**Work required**
Copy all the rows below word for word, leaving out the pictures.
○ ○ ○ ○ ○ ○ ○
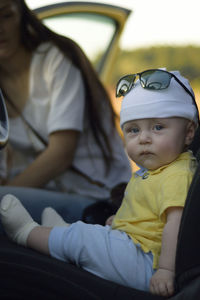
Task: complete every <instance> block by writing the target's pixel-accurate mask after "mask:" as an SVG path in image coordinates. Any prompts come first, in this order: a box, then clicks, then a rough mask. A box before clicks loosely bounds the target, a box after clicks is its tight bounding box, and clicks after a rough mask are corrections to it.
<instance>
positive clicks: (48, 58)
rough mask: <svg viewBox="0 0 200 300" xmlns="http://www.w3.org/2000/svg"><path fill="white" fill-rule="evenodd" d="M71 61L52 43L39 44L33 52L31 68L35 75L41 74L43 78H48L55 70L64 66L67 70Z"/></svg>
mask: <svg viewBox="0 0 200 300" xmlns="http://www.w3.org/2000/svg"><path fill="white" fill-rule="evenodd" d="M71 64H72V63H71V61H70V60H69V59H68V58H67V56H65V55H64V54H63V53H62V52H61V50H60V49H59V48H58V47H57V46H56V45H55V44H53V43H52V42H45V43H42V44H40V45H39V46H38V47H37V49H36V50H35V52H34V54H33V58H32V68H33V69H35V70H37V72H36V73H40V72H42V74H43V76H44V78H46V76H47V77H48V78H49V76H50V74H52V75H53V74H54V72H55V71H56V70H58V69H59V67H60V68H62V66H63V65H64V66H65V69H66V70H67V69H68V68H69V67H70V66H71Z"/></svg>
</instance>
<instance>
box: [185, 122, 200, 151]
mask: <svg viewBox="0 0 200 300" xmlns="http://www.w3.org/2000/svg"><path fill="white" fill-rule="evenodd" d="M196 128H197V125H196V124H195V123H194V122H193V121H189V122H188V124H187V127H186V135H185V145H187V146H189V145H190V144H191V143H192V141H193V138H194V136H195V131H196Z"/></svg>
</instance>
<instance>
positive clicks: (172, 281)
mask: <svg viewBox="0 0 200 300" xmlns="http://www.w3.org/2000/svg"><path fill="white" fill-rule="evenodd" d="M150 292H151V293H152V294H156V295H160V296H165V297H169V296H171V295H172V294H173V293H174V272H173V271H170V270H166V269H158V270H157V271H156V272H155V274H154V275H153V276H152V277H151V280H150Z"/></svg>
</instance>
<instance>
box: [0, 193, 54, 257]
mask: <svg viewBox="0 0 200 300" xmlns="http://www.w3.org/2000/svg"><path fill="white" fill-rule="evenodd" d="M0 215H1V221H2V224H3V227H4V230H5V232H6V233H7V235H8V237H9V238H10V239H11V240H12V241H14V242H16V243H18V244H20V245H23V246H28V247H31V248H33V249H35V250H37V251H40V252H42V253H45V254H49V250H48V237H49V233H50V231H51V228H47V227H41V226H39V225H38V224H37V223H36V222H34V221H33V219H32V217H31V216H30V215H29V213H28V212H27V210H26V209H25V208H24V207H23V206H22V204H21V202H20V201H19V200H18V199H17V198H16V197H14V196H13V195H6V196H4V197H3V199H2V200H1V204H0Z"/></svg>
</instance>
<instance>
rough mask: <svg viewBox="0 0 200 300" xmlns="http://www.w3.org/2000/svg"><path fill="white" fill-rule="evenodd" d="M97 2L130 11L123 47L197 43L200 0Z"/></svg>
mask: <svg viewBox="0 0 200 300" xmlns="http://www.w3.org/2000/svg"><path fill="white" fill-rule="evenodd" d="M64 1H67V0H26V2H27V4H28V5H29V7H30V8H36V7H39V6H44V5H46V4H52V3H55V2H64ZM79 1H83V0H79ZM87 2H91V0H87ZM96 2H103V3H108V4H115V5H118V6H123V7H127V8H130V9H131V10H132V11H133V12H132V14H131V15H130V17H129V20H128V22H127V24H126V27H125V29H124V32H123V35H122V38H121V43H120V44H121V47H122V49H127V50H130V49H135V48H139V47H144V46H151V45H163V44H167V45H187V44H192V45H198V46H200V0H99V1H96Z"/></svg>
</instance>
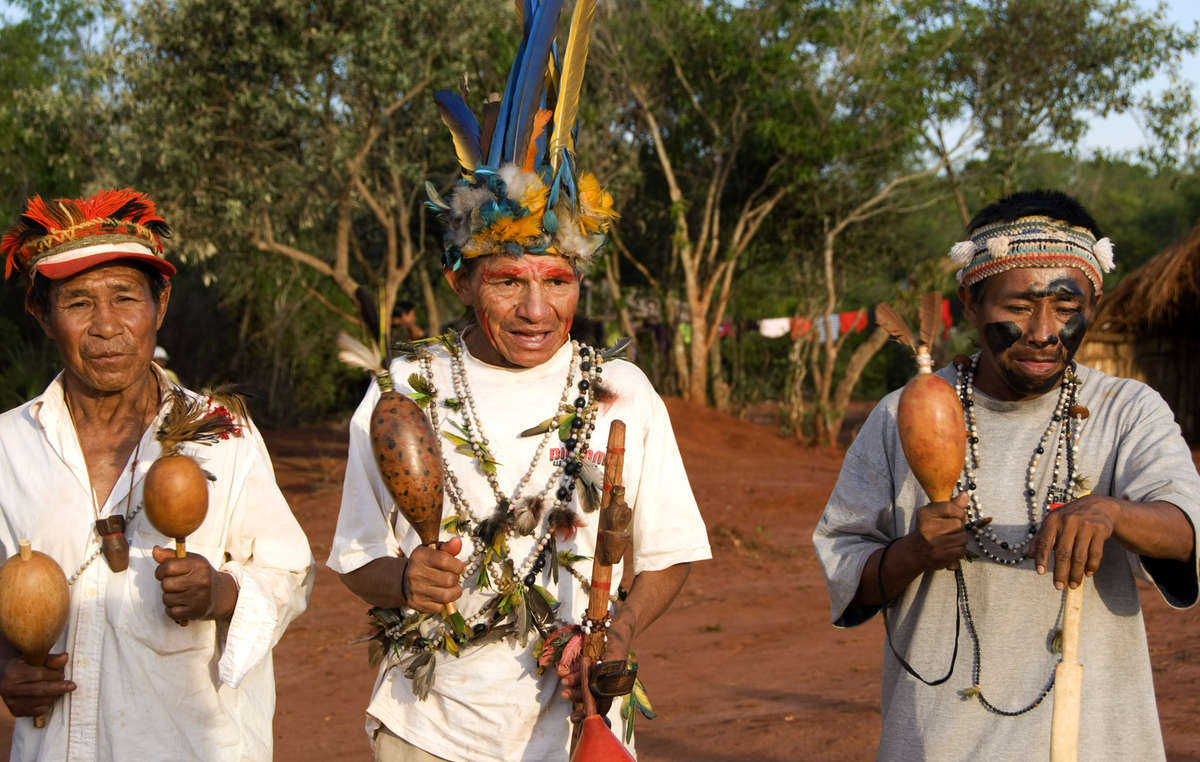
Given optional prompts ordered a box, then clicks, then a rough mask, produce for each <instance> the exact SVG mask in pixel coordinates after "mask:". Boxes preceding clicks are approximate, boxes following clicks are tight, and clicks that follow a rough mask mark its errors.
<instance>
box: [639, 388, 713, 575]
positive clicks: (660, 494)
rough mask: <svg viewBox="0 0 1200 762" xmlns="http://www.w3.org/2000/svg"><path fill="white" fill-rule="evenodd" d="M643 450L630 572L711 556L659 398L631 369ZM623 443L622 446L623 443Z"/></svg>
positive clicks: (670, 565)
○ ○ ○ ○ ○ ○ ○
**Result for this task**
Task: complete every <instance> block by writing the target's pixel-accurate mask after "mask:" as an SVG path in image coordinates. Any prompts come first, in this order: a box, then clicks, then a rough mask. A box before clicks loosely bounds the target, a box after clicks is its tight bounding box, and clicks after a rough mask are corrections to it.
<instance>
positive clicks: (48, 58)
rough mask: <svg viewBox="0 0 200 300" xmlns="http://www.w3.org/2000/svg"><path fill="white" fill-rule="evenodd" d="M71 61L52 43L39 44L33 52L31 68L35 75L41 74L43 78H48L55 70L64 66L67 70Z"/></svg>
mask: <svg viewBox="0 0 200 300" xmlns="http://www.w3.org/2000/svg"><path fill="white" fill-rule="evenodd" d="M71 64H72V63H71V61H70V60H69V59H68V58H67V56H65V55H64V54H63V53H62V52H61V50H60V49H59V48H58V47H57V46H56V45H55V44H53V43H52V42H45V43H42V44H40V45H39V46H38V47H37V49H36V50H35V52H34V54H33V58H32V68H33V69H35V70H37V72H36V73H40V72H42V74H43V76H44V78H46V76H47V77H48V78H49V76H50V74H52V75H53V74H54V72H55V71H56V70H58V69H59V67H60V68H62V66H63V65H64V66H65V69H66V70H67V69H68V68H69V67H70V66H71Z"/></svg>
</instance>
<instance>
box: [185, 122, 200, 151]
mask: <svg viewBox="0 0 200 300" xmlns="http://www.w3.org/2000/svg"><path fill="white" fill-rule="evenodd" d="M196 128H197V125H196V124H195V123H194V122H193V121H189V122H188V124H187V127H186V135H185V145H187V146H189V145H190V144H191V143H192V141H193V138H194V136H195V131H196Z"/></svg>
</instance>
<instance>
positive clicks: (172, 281)
mask: <svg viewBox="0 0 200 300" xmlns="http://www.w3.org/2000/svg"><path fill="white" fill-rule="evenodd" d="M150 292H151V293H152V294H156V295H160V296H165V297H169V296H171V295H172V294H173V293H174V272H173V271H170V270H166V269H158V270H157V271H156V272H155V274H154V275H153V276H152V277H151V280H150Z"/></svg>
</instance>
<instance>
box: [0, 193, 54, 257]
mask: <svg viewBox="0 0 200 300" xmlns="http://www.w3.org/2000/svg"><path fill="white" fill-rule="evenodd" d="M0 215H1V221H2V224H3V227H4V230H5V232H6V233H7V235H8V237H9V238H10V239H11V240H12V241H14V242H16V243H18V244H20V245H23V246H28V247H31V248H33V249H35V250H37V251H40V252H42V253H45V254H49V250H48V237H49V233H50V231H51V228H47V227H41V226H39V225H38V224H37V223H36V222H34V221H33V219H32V217H31V216H30V215H29V213H28V212H27V210H26V209H25V208H24V207H23V206H22V204H21V202H20V201H19V200H18V199H17V198H16V197H14V196H13V195H6V196H4V197H3V199H2V200H1V204H0Z"/></svg>
</instance>
<instance>
rough mask: <svg viewBox="0 0 200 300" xmlns="http://www.w3.org/2000/svg"><path fill="white" fill-rule="evenodd" d="M97 2L130 11L123 47L197 43L200 0Z"/></svg>
mask: <svg viewBox="0 0 200 300" xmlns="http://www.w3.org/2000/svg"><path fill="white" fill-rule="evenodd" d="M64 1H67V0H26V2H27V4H28V5H29V7H30V8H36V7H39V6H44V5H46V4H52V3H55V2H64ZM79 1H83V0H79ZM87 2H91V0H87ZM96 2H103V3H108V4H115V5H118V6H123V7H127V8H130V9H131V10H132V11H133V12H132V14H131V15H130V17H129V20H128V22H127V24H126V27H125V29H124V32H123V35H122V38H121V43H120V44H121V47H122V49H127V50H130V49H135V48H139V47H144V46H151V45H163V44H167V45H187V44H192V45H198V46H200V0H99V1H96Z"/></svg>
</instance>
Given optional prompts ordered a box, then clicks, then a rough mask, produce for each <instance> the exact SVG mask in pixel coordinates after "mask:". Boxes preceding clicks are approximate, boxes following clicks are tight, and clicks that follow a rough mask mark its errors.
<instance>
box: [639, 388, 713, 575]
positive clicks: (660, 494)
rough mask: <svg viewBox="0 0 1200 762" xmlns="http://www.w3.org/2000/svg"><path fill="white" fill-rule="evenodd" d="M643 450L630 572L711 556L659 398L631 369ZM623 443L622 446L623 443Z"/></svg>
positive clicks: (670, 565)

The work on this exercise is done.